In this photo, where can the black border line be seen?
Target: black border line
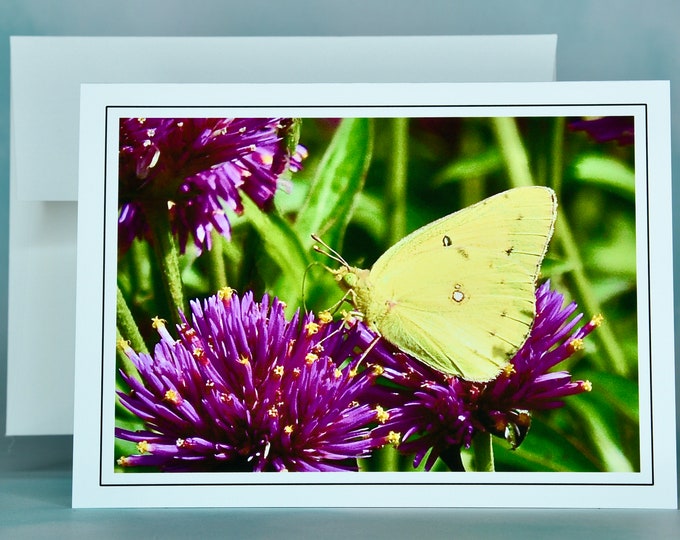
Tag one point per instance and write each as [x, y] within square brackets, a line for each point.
[644, 105]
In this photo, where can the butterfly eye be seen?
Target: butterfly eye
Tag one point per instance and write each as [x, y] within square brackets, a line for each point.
[350, 279]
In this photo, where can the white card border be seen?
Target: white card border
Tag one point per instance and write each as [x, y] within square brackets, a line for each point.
[653, 486]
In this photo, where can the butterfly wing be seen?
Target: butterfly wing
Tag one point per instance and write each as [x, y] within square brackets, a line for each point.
[459, 293]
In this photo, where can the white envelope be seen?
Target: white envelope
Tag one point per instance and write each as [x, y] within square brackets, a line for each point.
[46, 73]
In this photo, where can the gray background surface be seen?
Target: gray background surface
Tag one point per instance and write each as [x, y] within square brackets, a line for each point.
[598, 40]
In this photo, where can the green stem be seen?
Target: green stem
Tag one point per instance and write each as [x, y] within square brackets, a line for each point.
[517, 163]
[127, 330]
[387, 459]
[513, 151]
[586, 296]
[127, 326]
[395, 203]
[482, 448]
[216, 267]
[472, 190]
[167, 253]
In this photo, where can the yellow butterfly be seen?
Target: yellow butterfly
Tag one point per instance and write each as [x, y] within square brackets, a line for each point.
[459, 293]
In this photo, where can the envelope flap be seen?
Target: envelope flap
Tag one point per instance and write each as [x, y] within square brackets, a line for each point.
[46, 73]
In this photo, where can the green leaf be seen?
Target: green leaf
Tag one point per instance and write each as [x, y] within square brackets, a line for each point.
[600, 426]
[471, 167]
[545, 449]
[283, 246]
[339, 178]
[607, 172]
[621, 393]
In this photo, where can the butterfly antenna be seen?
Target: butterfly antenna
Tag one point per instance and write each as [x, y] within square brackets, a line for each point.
[304, 284]
[328, 251]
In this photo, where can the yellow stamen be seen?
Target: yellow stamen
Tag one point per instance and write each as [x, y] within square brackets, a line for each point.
[311, 328]
[393, 438]
[597, 320]
[225, 293]
[157, 323]
[173, 397]
[576, 345]
[143, 447]
[381, 414]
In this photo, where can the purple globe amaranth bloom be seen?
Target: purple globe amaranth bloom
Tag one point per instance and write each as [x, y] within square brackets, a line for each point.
[244, 389]
[197, 168]
[607, 128]
[435, 415]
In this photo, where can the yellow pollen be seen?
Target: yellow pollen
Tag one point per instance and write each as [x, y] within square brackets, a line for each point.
[508, 370]
[225, 293]
[381, 414]
[143, 447]
[597, 320]
[289, 350]
[173, 397]
[311, 328]
[157, 323]
[393, 438]
[576, 345]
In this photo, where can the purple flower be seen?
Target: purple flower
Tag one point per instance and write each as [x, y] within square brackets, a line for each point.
[607, 128]
[434, 415]
[196, 169]
[244, 389]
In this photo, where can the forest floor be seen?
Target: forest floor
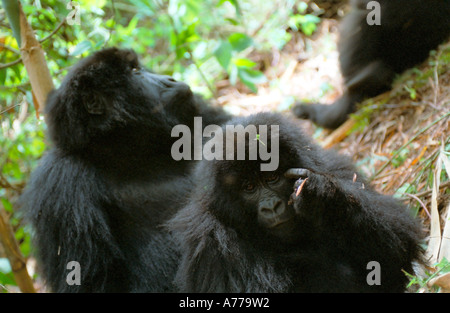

DIRECTIONS FOR THIS TASK:
Lay out every line of the entries above as a Markdown table with two columns, Row and Entry line, numbering the rows in order. Skip blank lines and leave the pictures out.

TASK OUTPUT:
| Row | Entry line |
|---|---|
| 1 | In this photo, where can the black border line be seen? |
| 2 | Target: black border line |
| 3 | Tag one point per instance and write each as [x, y] within square brackets, a line for each point. |
| 4 | [644, 105] |
| 5 | In this photo, where can the butterfly eye be seen? |
| 6 | Target: butterfly eye |
| 7 | Tag one point per instance and write each as [x, y] within square brackets, a line for each point. |
| 8 | [350, 279] |
| 9 | In this photo, where can the white card border be seen? |
| 10 | Target: white card border |
| 11 | Tag one point per instance and write each as [x, y] within square brackets, a line for each point. |
| 12 | [653, 486] |
| 13 | In this photo, where can the butterfly wing be seen? |
| 14 | Target: butterfly wing |
| 15 | Tag one point per instance and write each as [x, y] within square brackets, a line for each point. |
| 16 | [459, 293] |
| 17 | In this photo, where can the white envelope be seen? |
| 18 | Target: white envelope |
| 19 | Tag one point per instance and write each as [x, y] within square brackets, a line for each point. |
| 20 | [46, 73] |
| 21 | In this photo, where can the gray background surface be seen? |
| 22 | Target: gray background surface |
| 23 | Tag one point per instance and write each as [x, y] within square brackets, a line for each point. |
| 24 | [598, 40] |
| 25 | In this photo, where can the green stem be seen? |
| 26 | Target: green stem |
| 27 | Tag one point per instance and write each as [x, y] within square brackets, a line for each point. |
| 28 | [517, 163] |
| 29 | [127, 330] |
| 30 | [387, 459] |
| 31 | [513, 151] |
| 32 | [586, 296] |
| 33 | [127, 326] |
| 34 | [395, 203] |
| 35 | [482, 448] |
| 36 | [216, 267] |
| 37 | [472, 190] |
| 38 | [167, 253] |
| 39 | In this photo, where can the yellow butterfly be seen? |
| 40 | Target: yellow butterfly |
| 41 | Tag one point per instance and write each as [x, y] within square brackets, a line for each point. |
| 42 | [459, 293] |
| 43 | In this photo, where can the envelope flap be seen? |
| 44 | Target: envelope flap |
| 45 | Tag one point per instance and write each as [x, y] within square brackets, a line for each point. |
| 46 | [46, 73] |
| 47 | In this photo, where can the green leaf be seen? |
| 48 | Target: green leaf |
| 49 | Tag one point per instance and write each as [x, y] within square brackets, a line for each point. |
| 50 | [600, 426] |
| 51 | [471, 167] |
| 52 | [545, 449] |
| 53 | [283, 246] |
| 54 | [339, 178] |
| 55 | [607, 172] |
| 56 | [621, 393] |
| 57 | In this photo, where can the butterfly antenna be seen? |
| 58 | Target: butterfly antenna |
| 59 | Tag one point per instance and write each as [x, y] within square brackets, a line for each point. |
| 60 | [304, 284] |
| 61 | [328, 251] |
| 62 | In this photo, where can the yellow stamen be seen? |
| 63 | Target: yellow stamen |
| 64 | Tag one point per instance and write each as [x, y] within square brackets, a line for each point. |
| 65 | [311, 328] |
| 66 | [393, 438] |
| 67 | [597, 320] |
| 68 | [225, 293] |
| 69 | [157, 323] |
| 70 | [173, 397] |
| 71 | [576, 345] |
| 72 | [143, 447] |
| 73 | [381, 414] |
| 74 | In this photo, where can the purple globe amaranth bloom be seen? |
| 75 | Target: purple globe amaranth bloom |
| 76 | Tag one point per instance and write each as [x, y] within square brackets, a line for each point. |
| 77 | [244, 389] |
| 78 | [197, 168] |
| 79 | [607, 128] |
| 80 | [435, 415] |
| 81 | In this photo, where can the yellow pollen be seen? |
| 82 | Target: yellow pollen |
| 83 | Tag one point per instance and write each as [x, y] within square brackets, a line for each point. |
| 84 | [508, 370] |
| 85 | [225, 293] |
| 86 | [381, 414] |
| 87 | [143, 447] |
| 88 | [597, 320] |
| 89 | [289, 350] |
| 90 | [173, 397] |
| 91 | [311, 328] |
| 92 | [157, 323] |
| 93 | [393, 438] |
| 94 | [576, 345] |
| 95 | In this photo, where can the purple flower be seen? |
| 96 | Target: purple flower |
| 97 | Tag one point per instance and write each as [x, y] within square brackets, a line for each point. |
| 98 | [607, 128] |
| 99 | [434, 415] |
| 100 | [196, 169] |
| 101 | [244, 389] |
| 102 | In this photo, where can the forest floor be seen? |
| 103 | Target: forest floor |